Memories of partition and more

satish-gujral Courtesy: YouTube
  • The compelling show of 70 works, presented by the Gujral Foundation, provides a rare opportunity for deeper understanding of the man behind the work. Spanning over six decades, the works also display the diversity of Gujral's craft.

As one steps into the tastefully-lit twin art gallery at the Indira Gandhi National Centre for the Arts (IGNCA), where veteran artist Satish Gujral's works are on display, one is overwhelmed by the painful memories of partition portrayed by the artist with poignant strokes.

The exaggerated human figures in the oil canvases speak of the anguish and grief during the tumultuous times of 1947 that Gujral was a witness to.

With Urdu poet Faiz Ahmad Faiz's soulful The Dawn of Freedom poem playing in the background, the mood is sombre and the exhibition, titled Brush of Life, transports the viewer into a surreal world.

Curated by K.G. Pramod Kumar, it pays homage to Gujral, one of India’s most celebrated artists who turned 90 last December and who is a recipient of the Padma Vibhushan, India's second highest civilian honour.

The compelling show of 70 works, presented by the Gujral Foundation, provides a rare opportunity for deeper understanding of the man behind the work. Spanning over six decades, the works also display the diversity of Gujral's craft.

"The exhibition is organised to celebrate the 90 years of the artist. The idea is to show his earlier works, most of which are not in the public arena. Many of them are shown for the first time. We have even got some of his earlier works dating to 1952," Kumar said.

While most of the works were obtained from Chandigarh museum, others were acquired from private museums, collectors and some even from the National Gallery of Modern Art.

Born in Jhelum in the undivided Punjab, Gujral began his career in 1947 with a dramatic work titled Partition paintings that captured the trauma of the times.

"Partition paintings are one of the most important works of his career. Gujral and his parents were personally involved in helping a lot of people during partition. His early works came out of that livid experience. Gujral was involved in the rescue and rehabilitation women who have been kidnapped from both sides of the border," Kumar said.

» **Records shown**
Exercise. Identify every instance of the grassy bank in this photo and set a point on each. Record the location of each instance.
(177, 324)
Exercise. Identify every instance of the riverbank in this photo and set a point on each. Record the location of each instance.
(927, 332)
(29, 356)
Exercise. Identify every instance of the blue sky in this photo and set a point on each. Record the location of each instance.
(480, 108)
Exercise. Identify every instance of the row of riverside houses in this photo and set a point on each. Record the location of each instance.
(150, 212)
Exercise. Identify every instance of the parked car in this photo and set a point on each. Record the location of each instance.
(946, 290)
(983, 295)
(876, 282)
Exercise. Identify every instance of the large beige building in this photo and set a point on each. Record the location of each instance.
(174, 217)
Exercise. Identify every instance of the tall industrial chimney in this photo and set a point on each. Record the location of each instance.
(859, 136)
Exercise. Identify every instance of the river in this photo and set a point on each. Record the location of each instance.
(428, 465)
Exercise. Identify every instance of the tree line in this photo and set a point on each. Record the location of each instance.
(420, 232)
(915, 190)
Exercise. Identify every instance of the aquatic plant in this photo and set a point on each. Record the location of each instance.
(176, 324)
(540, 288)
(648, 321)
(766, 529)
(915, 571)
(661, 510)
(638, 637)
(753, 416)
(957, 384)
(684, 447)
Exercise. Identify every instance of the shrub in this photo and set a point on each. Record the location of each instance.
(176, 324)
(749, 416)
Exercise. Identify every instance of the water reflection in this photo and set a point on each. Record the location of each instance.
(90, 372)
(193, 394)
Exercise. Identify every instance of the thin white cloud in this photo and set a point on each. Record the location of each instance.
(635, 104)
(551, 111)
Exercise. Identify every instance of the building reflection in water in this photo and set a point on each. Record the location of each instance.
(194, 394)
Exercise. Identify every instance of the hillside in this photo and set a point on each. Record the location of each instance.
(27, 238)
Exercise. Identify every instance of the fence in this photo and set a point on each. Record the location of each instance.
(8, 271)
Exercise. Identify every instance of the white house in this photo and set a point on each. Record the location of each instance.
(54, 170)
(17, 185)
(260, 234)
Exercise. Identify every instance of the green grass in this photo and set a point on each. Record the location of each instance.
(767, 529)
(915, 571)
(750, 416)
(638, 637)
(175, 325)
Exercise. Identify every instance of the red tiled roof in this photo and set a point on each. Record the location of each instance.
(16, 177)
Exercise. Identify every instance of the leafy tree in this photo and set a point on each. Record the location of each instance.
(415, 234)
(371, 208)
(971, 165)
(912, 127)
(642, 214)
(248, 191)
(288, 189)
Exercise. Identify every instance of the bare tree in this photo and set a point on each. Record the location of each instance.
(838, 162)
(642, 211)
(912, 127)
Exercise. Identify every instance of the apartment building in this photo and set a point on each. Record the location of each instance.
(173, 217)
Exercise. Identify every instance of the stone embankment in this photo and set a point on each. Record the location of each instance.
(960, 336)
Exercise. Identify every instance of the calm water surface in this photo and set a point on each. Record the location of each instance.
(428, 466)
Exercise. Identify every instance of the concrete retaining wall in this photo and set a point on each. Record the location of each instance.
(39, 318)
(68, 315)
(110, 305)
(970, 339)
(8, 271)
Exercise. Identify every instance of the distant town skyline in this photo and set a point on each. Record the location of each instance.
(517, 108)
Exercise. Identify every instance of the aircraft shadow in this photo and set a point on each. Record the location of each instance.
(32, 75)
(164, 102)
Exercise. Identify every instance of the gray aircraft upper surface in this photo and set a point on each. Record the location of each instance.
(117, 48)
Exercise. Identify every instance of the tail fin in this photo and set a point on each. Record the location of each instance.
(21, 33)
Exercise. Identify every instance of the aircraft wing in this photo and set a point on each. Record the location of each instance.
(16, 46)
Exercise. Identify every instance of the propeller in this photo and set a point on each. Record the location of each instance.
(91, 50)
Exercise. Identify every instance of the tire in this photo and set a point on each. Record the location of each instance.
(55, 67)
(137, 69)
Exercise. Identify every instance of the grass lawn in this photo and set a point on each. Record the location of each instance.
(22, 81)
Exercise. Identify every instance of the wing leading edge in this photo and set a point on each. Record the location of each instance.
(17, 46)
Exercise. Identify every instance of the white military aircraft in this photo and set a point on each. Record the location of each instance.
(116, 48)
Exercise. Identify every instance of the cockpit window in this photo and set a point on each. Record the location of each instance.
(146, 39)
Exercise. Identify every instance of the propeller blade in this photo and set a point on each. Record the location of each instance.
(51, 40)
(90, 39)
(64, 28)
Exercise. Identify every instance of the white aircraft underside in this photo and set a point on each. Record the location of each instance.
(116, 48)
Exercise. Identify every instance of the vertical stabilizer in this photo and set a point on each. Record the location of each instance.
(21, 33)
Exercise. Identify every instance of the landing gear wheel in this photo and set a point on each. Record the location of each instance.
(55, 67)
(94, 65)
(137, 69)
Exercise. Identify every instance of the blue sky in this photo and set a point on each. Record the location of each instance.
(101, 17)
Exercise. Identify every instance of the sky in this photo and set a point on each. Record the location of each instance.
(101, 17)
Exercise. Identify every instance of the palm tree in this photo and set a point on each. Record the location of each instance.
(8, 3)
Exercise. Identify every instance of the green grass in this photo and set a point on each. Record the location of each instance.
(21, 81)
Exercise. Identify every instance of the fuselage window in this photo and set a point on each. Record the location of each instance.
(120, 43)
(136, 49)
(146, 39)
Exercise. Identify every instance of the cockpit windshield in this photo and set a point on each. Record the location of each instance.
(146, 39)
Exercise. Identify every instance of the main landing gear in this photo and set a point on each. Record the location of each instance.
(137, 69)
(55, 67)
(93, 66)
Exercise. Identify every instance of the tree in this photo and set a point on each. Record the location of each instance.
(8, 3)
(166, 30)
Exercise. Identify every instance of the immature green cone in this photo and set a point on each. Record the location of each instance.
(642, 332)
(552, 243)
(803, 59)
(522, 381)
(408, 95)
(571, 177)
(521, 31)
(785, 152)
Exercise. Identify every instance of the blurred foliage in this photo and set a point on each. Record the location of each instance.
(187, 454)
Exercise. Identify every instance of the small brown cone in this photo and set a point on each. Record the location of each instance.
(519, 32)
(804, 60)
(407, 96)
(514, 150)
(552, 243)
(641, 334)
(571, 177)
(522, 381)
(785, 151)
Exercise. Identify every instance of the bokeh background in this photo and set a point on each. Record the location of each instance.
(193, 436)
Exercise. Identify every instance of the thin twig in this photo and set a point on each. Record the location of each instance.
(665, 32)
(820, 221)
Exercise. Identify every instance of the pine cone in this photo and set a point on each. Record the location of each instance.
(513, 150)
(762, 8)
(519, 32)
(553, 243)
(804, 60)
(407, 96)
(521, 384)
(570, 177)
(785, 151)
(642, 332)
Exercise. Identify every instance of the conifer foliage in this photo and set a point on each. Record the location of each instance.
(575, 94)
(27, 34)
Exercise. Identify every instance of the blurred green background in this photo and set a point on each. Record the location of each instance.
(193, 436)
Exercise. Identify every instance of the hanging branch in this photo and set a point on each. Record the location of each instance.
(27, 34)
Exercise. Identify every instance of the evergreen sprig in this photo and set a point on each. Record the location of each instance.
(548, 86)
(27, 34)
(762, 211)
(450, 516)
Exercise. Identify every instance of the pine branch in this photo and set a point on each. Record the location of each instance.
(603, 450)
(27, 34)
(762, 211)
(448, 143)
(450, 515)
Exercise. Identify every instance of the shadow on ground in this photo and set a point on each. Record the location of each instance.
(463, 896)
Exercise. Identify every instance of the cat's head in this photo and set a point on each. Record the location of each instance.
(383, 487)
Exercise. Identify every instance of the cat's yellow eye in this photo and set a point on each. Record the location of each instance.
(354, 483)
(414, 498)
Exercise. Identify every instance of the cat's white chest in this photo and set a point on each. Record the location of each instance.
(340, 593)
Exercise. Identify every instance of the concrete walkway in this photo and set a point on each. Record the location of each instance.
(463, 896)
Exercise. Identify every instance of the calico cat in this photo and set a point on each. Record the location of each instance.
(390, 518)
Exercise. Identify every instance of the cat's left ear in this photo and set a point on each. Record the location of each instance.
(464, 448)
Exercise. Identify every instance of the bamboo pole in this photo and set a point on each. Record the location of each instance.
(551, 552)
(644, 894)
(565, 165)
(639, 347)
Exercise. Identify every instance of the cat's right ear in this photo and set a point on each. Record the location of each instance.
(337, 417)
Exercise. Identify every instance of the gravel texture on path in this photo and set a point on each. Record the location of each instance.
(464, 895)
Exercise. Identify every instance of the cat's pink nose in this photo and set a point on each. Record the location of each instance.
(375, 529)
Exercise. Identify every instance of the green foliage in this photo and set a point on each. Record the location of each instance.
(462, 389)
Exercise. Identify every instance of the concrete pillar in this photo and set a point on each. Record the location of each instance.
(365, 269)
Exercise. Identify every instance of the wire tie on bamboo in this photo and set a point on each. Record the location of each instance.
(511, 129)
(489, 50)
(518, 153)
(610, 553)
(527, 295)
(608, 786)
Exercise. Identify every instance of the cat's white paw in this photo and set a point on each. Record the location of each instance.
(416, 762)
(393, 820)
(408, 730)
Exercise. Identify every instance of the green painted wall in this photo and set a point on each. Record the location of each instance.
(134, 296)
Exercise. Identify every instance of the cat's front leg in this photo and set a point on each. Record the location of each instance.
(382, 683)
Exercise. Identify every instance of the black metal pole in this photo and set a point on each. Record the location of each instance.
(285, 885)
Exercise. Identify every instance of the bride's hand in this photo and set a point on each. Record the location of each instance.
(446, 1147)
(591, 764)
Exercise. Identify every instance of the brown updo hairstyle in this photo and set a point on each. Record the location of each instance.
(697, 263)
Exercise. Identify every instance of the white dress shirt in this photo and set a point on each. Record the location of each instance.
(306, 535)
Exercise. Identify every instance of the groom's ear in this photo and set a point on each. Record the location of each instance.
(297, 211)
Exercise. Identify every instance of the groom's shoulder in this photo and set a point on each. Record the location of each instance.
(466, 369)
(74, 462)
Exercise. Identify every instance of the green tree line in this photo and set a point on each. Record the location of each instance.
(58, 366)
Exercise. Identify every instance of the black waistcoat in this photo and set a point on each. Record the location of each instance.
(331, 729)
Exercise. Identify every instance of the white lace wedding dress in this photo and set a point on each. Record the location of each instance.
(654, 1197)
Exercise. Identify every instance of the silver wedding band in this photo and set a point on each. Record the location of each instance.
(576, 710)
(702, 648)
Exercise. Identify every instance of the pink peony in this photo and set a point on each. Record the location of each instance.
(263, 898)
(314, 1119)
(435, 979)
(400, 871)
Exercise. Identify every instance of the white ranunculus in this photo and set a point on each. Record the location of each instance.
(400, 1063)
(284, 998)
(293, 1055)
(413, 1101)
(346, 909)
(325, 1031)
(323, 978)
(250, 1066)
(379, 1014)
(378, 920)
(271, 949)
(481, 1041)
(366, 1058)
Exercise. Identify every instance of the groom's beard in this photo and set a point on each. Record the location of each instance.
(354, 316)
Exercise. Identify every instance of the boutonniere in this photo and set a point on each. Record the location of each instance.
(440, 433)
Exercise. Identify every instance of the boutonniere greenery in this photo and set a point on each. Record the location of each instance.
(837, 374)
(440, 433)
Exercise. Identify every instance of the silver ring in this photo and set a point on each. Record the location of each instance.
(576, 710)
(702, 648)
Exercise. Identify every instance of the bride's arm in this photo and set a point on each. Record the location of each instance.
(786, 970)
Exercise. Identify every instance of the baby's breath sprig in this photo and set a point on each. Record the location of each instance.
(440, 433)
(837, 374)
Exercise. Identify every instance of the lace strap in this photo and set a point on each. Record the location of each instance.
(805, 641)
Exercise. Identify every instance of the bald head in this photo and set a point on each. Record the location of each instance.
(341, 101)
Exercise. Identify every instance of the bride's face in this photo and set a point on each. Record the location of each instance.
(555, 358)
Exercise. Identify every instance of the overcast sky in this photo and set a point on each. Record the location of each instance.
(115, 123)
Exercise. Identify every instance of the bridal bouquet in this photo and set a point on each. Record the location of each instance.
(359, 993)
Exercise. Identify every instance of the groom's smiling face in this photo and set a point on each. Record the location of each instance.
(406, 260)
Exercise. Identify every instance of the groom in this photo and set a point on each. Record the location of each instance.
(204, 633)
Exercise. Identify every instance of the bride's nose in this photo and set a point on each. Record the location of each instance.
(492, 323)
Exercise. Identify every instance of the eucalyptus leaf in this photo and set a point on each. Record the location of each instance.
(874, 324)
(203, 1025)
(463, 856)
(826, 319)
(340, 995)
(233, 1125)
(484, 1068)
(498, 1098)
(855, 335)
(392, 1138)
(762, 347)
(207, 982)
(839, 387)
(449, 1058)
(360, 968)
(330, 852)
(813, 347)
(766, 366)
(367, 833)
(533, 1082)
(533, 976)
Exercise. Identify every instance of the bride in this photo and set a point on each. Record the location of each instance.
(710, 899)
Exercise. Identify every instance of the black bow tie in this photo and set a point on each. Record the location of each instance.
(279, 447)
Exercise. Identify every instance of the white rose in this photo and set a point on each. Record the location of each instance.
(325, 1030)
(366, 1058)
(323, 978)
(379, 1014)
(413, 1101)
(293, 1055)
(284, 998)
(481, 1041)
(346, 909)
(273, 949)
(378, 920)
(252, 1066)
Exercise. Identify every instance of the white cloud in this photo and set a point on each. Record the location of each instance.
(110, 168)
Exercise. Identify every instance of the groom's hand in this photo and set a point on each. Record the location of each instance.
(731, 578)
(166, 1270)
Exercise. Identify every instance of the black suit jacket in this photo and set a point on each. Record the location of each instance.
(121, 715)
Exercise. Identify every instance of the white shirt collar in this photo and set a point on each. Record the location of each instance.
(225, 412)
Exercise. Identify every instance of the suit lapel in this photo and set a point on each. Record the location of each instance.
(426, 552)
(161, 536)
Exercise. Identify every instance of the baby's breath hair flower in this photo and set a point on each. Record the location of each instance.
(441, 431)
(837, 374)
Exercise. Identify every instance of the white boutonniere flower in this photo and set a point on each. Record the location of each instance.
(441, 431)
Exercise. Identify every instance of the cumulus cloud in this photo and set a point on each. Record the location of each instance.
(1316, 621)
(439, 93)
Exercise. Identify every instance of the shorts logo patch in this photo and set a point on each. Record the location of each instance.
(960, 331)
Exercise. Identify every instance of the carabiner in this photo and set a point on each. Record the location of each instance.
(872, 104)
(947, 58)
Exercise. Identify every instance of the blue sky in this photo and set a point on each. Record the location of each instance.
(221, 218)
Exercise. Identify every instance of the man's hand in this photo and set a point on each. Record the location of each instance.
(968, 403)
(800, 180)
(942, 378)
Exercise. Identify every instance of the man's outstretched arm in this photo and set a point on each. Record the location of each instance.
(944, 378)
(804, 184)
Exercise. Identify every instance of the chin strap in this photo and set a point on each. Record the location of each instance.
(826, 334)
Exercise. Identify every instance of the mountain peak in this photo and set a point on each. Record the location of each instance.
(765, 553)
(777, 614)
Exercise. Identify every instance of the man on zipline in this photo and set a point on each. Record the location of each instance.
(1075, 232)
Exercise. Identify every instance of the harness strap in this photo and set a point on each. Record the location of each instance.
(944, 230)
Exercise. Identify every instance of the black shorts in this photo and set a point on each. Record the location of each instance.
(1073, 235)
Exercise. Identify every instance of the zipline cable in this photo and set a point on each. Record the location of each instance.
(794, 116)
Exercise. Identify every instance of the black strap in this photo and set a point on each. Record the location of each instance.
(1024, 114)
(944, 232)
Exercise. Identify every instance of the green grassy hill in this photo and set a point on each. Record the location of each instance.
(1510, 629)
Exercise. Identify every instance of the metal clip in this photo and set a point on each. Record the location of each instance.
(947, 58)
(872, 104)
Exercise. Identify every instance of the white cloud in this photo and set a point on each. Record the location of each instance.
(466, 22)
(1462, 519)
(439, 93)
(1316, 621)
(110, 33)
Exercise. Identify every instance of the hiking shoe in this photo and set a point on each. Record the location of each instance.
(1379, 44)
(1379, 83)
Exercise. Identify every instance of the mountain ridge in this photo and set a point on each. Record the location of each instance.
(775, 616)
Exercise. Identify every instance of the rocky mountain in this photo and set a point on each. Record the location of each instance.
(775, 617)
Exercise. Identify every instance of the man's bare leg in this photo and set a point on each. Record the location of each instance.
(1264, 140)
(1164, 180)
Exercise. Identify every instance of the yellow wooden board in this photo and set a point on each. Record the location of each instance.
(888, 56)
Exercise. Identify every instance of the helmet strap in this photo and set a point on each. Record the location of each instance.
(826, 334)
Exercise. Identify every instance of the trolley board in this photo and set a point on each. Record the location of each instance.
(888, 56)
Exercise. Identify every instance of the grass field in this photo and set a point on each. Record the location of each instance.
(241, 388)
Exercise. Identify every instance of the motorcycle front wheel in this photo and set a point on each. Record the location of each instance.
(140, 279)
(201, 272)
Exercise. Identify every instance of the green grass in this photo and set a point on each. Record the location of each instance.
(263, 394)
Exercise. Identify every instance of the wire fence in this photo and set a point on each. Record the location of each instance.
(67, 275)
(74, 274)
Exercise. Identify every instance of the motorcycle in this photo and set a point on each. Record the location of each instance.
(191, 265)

» **Set task A**
In the rows, starting at the line that contains "Exercise. Identify every instance of the helmet" and ending at the last row, change "motorcycle" to "motorbike" and leave everything else as it is. Return only those lines.
» **Set task B**
Write the next part of the article on the Satish Gujral exhibition, beginning after its final sentence.

» **Final answer A**
Exercise. Identify every instance of the helmet strap in this photo and set a point on each. Record the location of each instance.
(826, 334)
Exercise. Identify every instance of the trolley board in this photo and set a point on each. Record the location of each instance.
(888, 56)
Exercise. Identify every instance of the grass field in this photo and set a point on each. Record the location of each instance.
(241, 388)
Exercise. Identify every instance of the motorbike front wheel in this photo and set a point on each. Record the location of each instance.
(140, 279)
(201, 272)
Exercise. Identify every instance of the green grass in this photo and set a point on each. Record the location of each instance.
(263, 394)
Exercise. Identify every instance of the wire fence in this photo and set a point on each. Record the location of each instance.
(67, 275)
(74, 274)
Exercise. Identify every instance of the motorbike in this photo and set a point on each. Record the location of each instance.
(191, 265)

» **Final answer B**
Walking through the exhibition, organised in a chronological order, one realises that Gujral is perhaps the only modern Indian artist to have worked in such diverse mediums—from abstract paintings, metal, burnt wood sculptures, huge installations, murals, to architecture. All this is thanks to his training at Lahore's Mayo School of Arts, the artist said.

"I have to admit that it was the artisan's abilities, the curriculum of Mayo that later became my assets, They were the foundation of my skills as a painter, sculptor and architect in later life," Gujral said.

Despite his indifferent health (which had resulted in a hearing impairment at the age of eight), he went on to study at Palacio Nacional de Bellas Artes in Mexico, where he was apprenticed to the renowned artists Diego Rivera and David Alfaro Siqueiros.

The 1960s to the 1980s saw prestigious commissions of murals in wood, ceramic, mosaic and metal, and Gujral subsequently turned to abstract expression of religious themes. However, the artist makes it clear that deities in his work doesn't signify any mythological or religious symbols.

"His work entered another epoch as he delved into sculpture using stone, metals and resin alongside elaborate forays into ceramics, a preferred material for his iconic murals across North India that had been inspired by his work with Diego Rivera in Mexico in the early 1950s," the curatorial note explains.

Gujral's works took a perceptive turn in 1988 when he was given a cochlear implant enabling him to hear after six decades of silence. His works during this period return to memories of childhood and conjures up the eagerness to capture them in colour.

The exhibition also features some of the portraits made by Gujral one of Jawaharlal Nehru in 1957. "Gujral's brother (former Prime minister I.K. Gujral) was close to Nehru. Nehru stood for the portrait," Kumar said.

Besides Nehru, portraits of Lala Lajpat Rai and Krishna Menon are also on display, seemingly simple, but painted with strong outlines and bold colours.

As one reaches the end of the exhibition where Gujral's latest works are in juxtaposition with his earlier ones to explicate how the artist's journey has come full circle, the viewer, too, sees, feels and witnesses life, struggle and celebration through Gujral’s eyes.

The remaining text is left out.